Keith Jensen obtained the largest verdict in NH history and that case is before the U.S. Supreme Court
By Sam Baker - 03/17/13 06:00 AM ET
Key Democratic lawmakers are at odds with the Obama administration regarding a Supreme Court case on whether patients can sue over dangerous prescription drugs.The court is scheduled to hear oral arguments Tuesday in a case that deals with lawsuits over generic drugs. A decision in the drug makers’ favor would likely bar patients from arguing in court that a generic drug was too dangerous to be prescribed.
“If the drug industry gets their way, the last and only backstop may be gone,” said Keith Jensen, the attorney who argued the lawsuit in lower courts.
The Supreme Court has been especially active over the past five years in deciding when patients can and can’t sue over the side effects of prescription drugs. Tuesday’s case will likely settle lingering questions about a small but high-impact class of lawsuits against generics.
The Justice Department is siding with drug makers, arguing that the courts shouldn’t be able to second-guess approval decisions by the Food and Drug Administration.
But Rep. Henry Waxman (D-Calif.) — who wrote almost all of the country’s laws on generic drugs — and Sen. Tom Harkin (D-Iowa) disagree, arguing that Congress never intended to block lawsuits against potentially unsafe drugs.
The original plaintiff in the case, Karen Bartlett, was badly injured by a generic version of the painkiller Clinoril.
About 60 percent of her body developed severe burns or “turned into an open wound,” according to briefs in the case. She was placed in a medically induced coma two months, tube-fed for about a year and “is now severely disfigured, has a number of physical disabilities, and is nearly blind.”

**Data listing:**
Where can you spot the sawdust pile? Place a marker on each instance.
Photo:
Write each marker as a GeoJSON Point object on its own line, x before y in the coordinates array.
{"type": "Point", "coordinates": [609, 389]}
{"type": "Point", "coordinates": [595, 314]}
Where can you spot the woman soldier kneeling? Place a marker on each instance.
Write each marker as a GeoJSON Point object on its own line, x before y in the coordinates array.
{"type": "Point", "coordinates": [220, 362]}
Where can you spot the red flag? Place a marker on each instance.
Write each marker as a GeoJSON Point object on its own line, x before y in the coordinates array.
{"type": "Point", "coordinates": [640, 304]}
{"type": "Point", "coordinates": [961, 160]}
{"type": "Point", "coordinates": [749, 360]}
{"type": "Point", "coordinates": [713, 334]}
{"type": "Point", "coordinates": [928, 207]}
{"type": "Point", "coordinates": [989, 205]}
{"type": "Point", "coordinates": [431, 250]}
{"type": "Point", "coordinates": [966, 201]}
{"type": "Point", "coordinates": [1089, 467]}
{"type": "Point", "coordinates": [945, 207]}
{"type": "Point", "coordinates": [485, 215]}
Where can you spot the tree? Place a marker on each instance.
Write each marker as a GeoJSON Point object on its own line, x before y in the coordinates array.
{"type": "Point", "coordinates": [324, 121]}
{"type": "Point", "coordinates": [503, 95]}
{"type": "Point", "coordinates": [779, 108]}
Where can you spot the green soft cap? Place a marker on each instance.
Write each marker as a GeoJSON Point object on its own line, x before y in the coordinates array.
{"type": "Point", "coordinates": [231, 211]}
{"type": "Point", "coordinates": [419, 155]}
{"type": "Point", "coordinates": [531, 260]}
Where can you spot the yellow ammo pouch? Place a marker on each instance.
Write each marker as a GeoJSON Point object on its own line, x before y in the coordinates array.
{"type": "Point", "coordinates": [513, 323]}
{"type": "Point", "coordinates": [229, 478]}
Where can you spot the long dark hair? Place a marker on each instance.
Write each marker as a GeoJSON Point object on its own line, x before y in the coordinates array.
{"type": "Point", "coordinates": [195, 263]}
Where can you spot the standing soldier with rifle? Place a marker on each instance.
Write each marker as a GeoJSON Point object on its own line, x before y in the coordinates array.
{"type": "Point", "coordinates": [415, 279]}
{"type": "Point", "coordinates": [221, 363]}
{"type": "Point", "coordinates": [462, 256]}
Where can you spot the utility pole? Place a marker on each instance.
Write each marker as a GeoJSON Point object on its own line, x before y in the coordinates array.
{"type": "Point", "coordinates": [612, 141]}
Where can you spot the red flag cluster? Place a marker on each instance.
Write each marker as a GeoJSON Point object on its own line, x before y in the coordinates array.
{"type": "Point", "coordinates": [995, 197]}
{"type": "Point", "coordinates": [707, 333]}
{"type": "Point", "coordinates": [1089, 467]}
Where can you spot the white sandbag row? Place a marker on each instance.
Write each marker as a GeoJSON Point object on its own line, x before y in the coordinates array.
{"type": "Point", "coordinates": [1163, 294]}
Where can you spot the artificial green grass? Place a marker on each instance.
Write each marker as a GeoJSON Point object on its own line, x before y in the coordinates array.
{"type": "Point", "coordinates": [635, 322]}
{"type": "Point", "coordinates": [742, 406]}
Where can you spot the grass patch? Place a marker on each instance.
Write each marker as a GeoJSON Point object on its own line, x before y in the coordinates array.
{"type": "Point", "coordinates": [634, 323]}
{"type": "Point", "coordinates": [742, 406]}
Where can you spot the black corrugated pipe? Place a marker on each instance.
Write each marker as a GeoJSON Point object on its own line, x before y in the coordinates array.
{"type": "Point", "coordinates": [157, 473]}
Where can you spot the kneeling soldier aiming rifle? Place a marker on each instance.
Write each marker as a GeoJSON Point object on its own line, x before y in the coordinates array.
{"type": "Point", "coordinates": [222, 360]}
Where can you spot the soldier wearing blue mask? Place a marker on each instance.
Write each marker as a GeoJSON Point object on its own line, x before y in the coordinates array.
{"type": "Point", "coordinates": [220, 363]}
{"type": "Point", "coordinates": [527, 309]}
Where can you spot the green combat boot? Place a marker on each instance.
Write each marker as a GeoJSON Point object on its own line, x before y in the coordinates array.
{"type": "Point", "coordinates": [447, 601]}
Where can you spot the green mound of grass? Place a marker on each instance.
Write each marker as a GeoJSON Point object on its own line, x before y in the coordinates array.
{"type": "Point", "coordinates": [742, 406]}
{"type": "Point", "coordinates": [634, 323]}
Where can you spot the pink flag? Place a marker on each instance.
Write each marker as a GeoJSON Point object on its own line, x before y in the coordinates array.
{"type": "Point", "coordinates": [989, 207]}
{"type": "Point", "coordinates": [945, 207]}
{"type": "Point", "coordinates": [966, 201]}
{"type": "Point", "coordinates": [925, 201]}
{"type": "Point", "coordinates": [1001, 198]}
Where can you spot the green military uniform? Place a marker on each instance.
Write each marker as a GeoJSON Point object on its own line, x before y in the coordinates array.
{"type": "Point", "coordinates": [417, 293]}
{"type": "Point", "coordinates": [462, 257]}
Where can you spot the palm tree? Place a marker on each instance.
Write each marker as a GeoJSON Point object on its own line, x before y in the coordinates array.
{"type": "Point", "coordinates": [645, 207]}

**What to work on:**
• A. Reproduce the stretch of the generic drug lawsuit article from "The Supreme Court" through "lawsuits against generics.".
• B. In the generic drug lawsuit article, which painkiller's generic version injured Karen Bartlett?
• C. Write the next part of the news article about the Supreme Court generic drug case, starting after its last sentence.

**Replies:**
• A.
The Supreme Court has been especially active over the past five years in deciding when patients can and can’t sue over the side effects of prescription drugs. Tuesday’s case will likely settle lingering questions about a small but high-impact class of lawsuits against generics.

• B. Clinoril

• C.
No one disputes that her injuries were a side effect of the painkiller, which was known to cause the disease she developed. She sued the manufacturer, arguing that it should not have sold the drug because its extreme risks outweighed its benefits.
She won, and an appeals court upheld the decision.
There are 17 other drugs on the market that are just as effective as Clinoril but do not carry the same risk of severe side effects, Jensen said. The initial suit called Clinoril a “needless and useless drug.”
The Justice Department and the drug’s manufacturer, Mutual Pharmaceutical Co., said patients shouldn’t be able to sue on the grounds that a generic drug is too dangerous to be on the market.
That determination belongs solely to the Food and Drug Administration, Justice argued.
"Congress's purposes of ensuring that expert, science-based judgments are made by FDA, and the assurance that FDA approval provides for market participants, would be undermined by ad-hoc reconsiderations on a State-by-State and lawsuit-by-lawsuit basis," the solicitor general's office wrote in a brief to the Supreme Court.